▶ _WHAT IS EXPECTED_
Searching the material below, find each line that includes the word "help", and copy it.

Start of Block

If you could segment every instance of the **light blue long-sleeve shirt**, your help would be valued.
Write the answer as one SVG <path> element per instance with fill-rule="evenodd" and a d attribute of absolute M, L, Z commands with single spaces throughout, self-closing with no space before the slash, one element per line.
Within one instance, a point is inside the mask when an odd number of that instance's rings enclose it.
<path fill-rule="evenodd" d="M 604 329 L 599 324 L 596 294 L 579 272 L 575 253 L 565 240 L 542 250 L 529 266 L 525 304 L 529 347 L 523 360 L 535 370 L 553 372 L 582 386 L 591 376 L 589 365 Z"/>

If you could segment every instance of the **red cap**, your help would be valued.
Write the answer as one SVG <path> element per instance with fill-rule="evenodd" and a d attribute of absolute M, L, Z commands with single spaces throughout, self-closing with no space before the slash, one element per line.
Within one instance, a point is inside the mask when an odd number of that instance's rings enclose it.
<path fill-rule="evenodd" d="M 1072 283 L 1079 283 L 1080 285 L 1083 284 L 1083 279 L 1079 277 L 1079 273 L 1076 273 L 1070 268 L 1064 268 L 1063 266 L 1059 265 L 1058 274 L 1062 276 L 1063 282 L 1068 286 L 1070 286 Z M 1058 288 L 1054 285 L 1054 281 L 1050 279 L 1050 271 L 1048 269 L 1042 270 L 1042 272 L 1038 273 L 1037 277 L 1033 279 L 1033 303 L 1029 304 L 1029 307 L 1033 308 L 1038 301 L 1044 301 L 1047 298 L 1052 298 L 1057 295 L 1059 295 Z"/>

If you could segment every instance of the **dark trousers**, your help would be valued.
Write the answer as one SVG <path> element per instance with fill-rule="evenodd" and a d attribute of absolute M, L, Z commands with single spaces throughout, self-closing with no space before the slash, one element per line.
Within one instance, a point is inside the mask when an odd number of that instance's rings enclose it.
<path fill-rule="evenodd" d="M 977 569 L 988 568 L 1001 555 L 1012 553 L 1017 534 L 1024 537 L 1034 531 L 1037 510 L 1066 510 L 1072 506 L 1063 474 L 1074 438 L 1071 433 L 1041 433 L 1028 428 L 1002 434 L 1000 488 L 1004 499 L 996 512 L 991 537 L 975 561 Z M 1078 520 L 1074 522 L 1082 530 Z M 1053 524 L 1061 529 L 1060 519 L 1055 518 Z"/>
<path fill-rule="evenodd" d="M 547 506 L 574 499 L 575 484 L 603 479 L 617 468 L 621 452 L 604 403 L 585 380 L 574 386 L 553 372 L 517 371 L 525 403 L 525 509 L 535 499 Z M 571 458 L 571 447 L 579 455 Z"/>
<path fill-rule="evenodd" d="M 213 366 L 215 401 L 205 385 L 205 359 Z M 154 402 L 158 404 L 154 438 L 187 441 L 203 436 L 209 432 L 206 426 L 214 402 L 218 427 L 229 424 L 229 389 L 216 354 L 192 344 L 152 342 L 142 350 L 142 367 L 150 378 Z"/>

End of Block

▶ _SOLUTION BELOW_
If you could segment every instance of the **light blue long-sleeve shirt**, your help would be valued.
If you could segment every instance of the **red cap**, your help would be valued.
If you could segment every instance of the **dark trousers**, your help would be valued.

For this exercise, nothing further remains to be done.